# PROBLEMS AND TASKS:
- A) Please copy the part of the woodpecker brain text below between "In the central" and "with neurodegenerative diseases.", inclusive.
- B) Answer these questions using the woodpecker brain text below:
(i) In how many of the 10 woodpecker brains were silver-positive deposits found?
(ii) How had the examined bird brains been preserved?
(iii) What does the protein tau do in the human central nervous system?
- C) Using the woodpecker brain text below, explain in one to three sentences why the woodpecker has served as a model for sports safety equipment such as football helmets.

# EXCERPTED TEXT:
▬▬▬▬▬▬▬▬▬▬

Woodpeckers experience forces up to 1200–1400 g while pecking. It is assumed due to evolutionary adaptations, the woodpecker is immune to brain injury. This assumption has led to the use of the woodpecker as a model in the development of sports safety equipment such as football helmets. However, it is unknown at this time if the woodpecker brain develops neuro-trauma in relation to the high g-forces experienced during pecking. The brains of 10 ethanol preserved woodpeckers and 5 ethanol preserved red-winged black bird experimental controls were examined using Gallyas silver stain and anti-phospho-tau. The results demonstrated perivascular and white matter tract silver-positive deposits in eight out of the 10 woodpecker brains. The tau positive accumulations were seen in white matter tracts in 2 of the 3 woodpeckers examined. No staining was identified in control birds. The negative staining of controls birds contrasted with the diffuse positive staining woodpecker sections suggest the possibility that pecking may induce the accumulation of tau in the woodpecker brain. Further research is needed to better understand the relationship.


In the central nervous system of humans, the protein tau assists in the assembly and stabilization of neuronal microtubules. Accumulations of tau can be seen in conditions ranging from normal aging to various neurodegenerative diseases such as Alzheimer’s disease [1]. In the disease state, through a process yet to be understood, tau dissociates from the axons and become hyperphosphorylated to form insoluble neurofibrillary tangles [2]. It is not entirely clear if these aggregates are responsible for the symptoms associated with neurodegenerative diseases.

▬▬▬▬▬▬▬▬▬▬

# DATA UNDER STUDY:
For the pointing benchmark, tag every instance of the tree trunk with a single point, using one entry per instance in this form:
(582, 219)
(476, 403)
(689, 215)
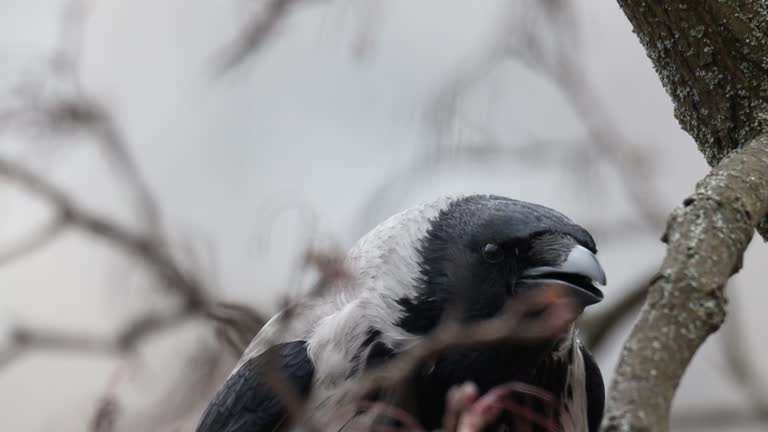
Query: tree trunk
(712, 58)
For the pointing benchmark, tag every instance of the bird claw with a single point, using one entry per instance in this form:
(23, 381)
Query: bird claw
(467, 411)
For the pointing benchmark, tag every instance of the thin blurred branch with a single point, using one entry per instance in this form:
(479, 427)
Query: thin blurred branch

▬▬▬▬▬▬▬▬▬▬

# ANSWERS:
- A)
In the central nervous system of humans, the protein tau assists in the assembly and stabilization of neuronal microtubules. Accumulations of tau can be seen in conditions ranging from normal aging to various neurodegenerative diseases such as Alzheimer’s disease [1]. In the disease state, through a process yet to be understood, tau dissociates from the axons and become hyperphosphorylated to form insoluble neurofibrillary tangles [2]. It is not entirely clear if these aggregates are responsible for the symptoms associated with neurodegenerative diseases.

- B)
(i) Eight.
(ii) In ethanol.
(iii) It assists in the assembly and stabilization of neuronal microtubules.

- C) Woodpeckers experience forces up to 1200–1400 g while pecking, and they are assumed to be immune to brain injury because of evolutionary adaptations. That assumption has led to their use as a model for such equipment.